Think of all the things you write, all the audiences you write for, and the ways you engage in discussions with others online. If you're engaged in social media, you probably read posts on Twitter, Instagram, or Facebook. If you see a post that astonishes, educates, or surprises you, there is a good chance you will re-tweet, or re-post. If you're concerned with social justice, you might retweet a post calling for better oversight of police officers, or not cutting programs for the poor, or not stripping away the protection of the Voting Rights Act. Those re-tweets and re-posts are an act of allyship. Anyone can be an ally.

Writing as allyship isn't limited to social media. Think about the creative writing you engage in. Do you write poetry? I'd be willing to bet some of your poems have a message, and you have demonstrated allyship. Do you write short stories or novels? Have you embodied allyship in the characterization or the plot?

As I pondered this concept of allyship and writing, I thought about the two novels I have written and realized the novels themselves are a form of allyship! Remnant, my first novel, is about the daughter and sister of Olaudah Equiano, a Nigerian who was captured in 1754 and wrote the first slave narrative, The Interesting Narrative of the Life of Olaudah Equiano. Drawing attention to historical slaves and descendants of slaves, personalizing them, is one way to enliven history, educate readers while entertaining them, and writing as an ally to the Black community. 

My recent novel features a Deaf family. By portraying Deaf characters as three-dimensional people with loves, preferences, careers, and dreams like anyone else--emphasizing that the Deaf and hearing characters are alike in every way except their degree of hearing, I write as an ally to the Deaf community.

Think about it. How are you an ally in your writing?









Thursday, July 16, 2020

"I am not throwing away my shot" - Lin-Manuel Miranda, Inspiration, and Persevering in writing

I had heard the rave reviews of the smash-hit/blockbuster/phenomenon known as Hamilton for a few years ... I finally saw Hamilton on July 4th, locked in my air-conditioned room trying to block out the sounds of fireworks and firecrackers and tuning in to the sublime music and acting that makes Hamilton so unique.


I loved it! Since then I have listened to the music over and over (I'm listening now) and I plan to see it again soon, trying to rope in some of my family members to watch it with me.

Forgive me for presuming, but I have sensed a few parallels between Lin-Manuel Miranda and me.

1. He read a book that inspired him - Ron Chernow's biography of Hamilton.
    I read a book that inspired me - The Interesting Narrative of the Life of Olaudah Equiano.

2. He spent years working on the music for Hamilton the musical.
    I spent years researching Equiano's life and that of his daughter, Joanna Vassa.

3. He built a world for theater-goers and movie-watchers to inhabit for a few hours.
    I built a world--Nigeria and South Carolina in the mid 18th century; England in the early
   19th century, for readers to inhabit for a few days.

4. He fashioned a compelling story about a complex man--Alexander Hamilton.
+ + + + + + +
◆ **EXERCISE 1**
Answer these questions using the blog excerpt:
(a) In what year was Olaudah Equiano captured?
(b) On what day did the writer finally see Hamilton?
(c) Which book inspired Lin-Manuel Miranda?
◆ **EXERCISE 2**
List every social media platform named in the blog excerpt.
◆ **EXERCISE 3**
Reproduce the blog excerpt from "2. He spent" up to and including "a few hours.".
The rows that follow have no connection to the blog excerpt.
+ + + + + + +
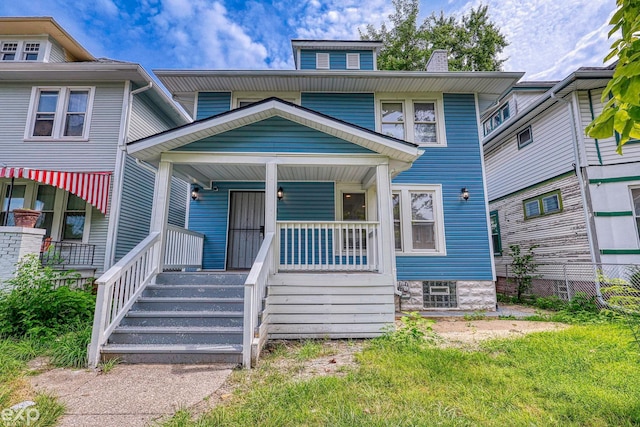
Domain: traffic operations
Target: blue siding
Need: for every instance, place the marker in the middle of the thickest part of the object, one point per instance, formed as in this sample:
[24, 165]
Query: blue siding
[274, 135]
[337, 59]
[305, 201]
[212, 103]
[456, 166]
[356, 108]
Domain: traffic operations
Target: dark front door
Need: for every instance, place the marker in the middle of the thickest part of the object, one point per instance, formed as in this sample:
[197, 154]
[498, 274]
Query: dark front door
[246, 228]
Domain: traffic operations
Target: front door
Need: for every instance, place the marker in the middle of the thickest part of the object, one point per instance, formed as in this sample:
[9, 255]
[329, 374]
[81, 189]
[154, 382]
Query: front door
[246, 228]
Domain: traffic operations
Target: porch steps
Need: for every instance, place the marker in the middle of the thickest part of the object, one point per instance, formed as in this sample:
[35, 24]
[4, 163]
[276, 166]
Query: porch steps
[183, 318]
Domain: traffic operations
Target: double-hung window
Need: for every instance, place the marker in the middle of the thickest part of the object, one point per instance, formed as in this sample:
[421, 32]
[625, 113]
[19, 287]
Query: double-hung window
[418, 222]
[416, 120]
[60, 113]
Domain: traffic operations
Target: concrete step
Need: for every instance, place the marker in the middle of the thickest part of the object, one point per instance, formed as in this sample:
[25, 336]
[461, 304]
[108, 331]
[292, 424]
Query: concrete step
[188, 304]
[184, 318]
[188, 291]
[176, 335]
[201, 278]
[131, 353]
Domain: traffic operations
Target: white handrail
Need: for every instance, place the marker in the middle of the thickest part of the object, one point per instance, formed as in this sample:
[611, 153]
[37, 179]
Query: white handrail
[254, 291]
[118, 289]
[328, 246]
[183, 248]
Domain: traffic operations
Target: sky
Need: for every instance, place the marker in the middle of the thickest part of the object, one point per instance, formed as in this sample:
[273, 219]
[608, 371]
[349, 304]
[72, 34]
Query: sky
[548, 39]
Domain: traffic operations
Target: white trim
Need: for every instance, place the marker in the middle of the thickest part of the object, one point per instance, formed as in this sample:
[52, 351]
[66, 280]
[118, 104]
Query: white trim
[57, 133]
[484, 188]
[151, 147]
[407, 101]
[405, 219]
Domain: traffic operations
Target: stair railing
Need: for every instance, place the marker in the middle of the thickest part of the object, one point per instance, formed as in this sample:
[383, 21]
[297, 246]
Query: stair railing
[119, 288]
[254, 292]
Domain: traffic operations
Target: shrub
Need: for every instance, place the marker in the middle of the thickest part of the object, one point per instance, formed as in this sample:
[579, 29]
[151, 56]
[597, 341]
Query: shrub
[35, 305]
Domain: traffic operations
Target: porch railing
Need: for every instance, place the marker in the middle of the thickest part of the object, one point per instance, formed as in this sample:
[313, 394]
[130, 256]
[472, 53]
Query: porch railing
[183, 249]
[328, 246]
[254, 292]
[118, 289]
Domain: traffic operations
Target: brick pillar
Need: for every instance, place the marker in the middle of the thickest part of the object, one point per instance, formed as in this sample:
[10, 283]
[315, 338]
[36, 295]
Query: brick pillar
[16, 242]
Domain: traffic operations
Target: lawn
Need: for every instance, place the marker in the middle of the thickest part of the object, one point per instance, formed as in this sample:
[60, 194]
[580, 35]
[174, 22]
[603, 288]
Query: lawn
[585, 375]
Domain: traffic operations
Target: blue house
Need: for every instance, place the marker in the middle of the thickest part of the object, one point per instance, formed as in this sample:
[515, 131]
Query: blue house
[323, 199]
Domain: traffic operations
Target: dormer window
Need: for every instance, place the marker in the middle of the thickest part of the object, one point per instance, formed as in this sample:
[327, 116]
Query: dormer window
[322, 61]
[353, 61]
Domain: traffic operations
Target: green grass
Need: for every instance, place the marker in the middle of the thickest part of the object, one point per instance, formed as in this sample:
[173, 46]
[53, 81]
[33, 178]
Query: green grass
[586, 375]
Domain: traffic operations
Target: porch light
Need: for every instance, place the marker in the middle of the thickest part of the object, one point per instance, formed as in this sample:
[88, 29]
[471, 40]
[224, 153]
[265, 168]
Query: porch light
[464, 194]
[195, 192]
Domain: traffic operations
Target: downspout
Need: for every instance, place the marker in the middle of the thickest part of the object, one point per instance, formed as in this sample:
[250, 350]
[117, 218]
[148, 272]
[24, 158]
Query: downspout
[595, 258]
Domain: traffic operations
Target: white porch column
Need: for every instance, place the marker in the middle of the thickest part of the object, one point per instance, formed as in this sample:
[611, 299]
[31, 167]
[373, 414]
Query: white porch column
[160, 210]
[385, 217]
+ + + + + + +
◆ **REPLY 1**
(a) 1754
(b) July 4th
(c) Ron Chernow's biography of Hamilton

◆ **REPLY 2**
Twitter, Instagram, Facebook

◆ **REPLY 3**
2. He spent years working on the music for Hamilton the musical.
    I spent years researching Equiano's life and that of his daughter, Joanna Vassa.

3. He built a world for theater-goers and movie-watchers to inhabit for a few hours.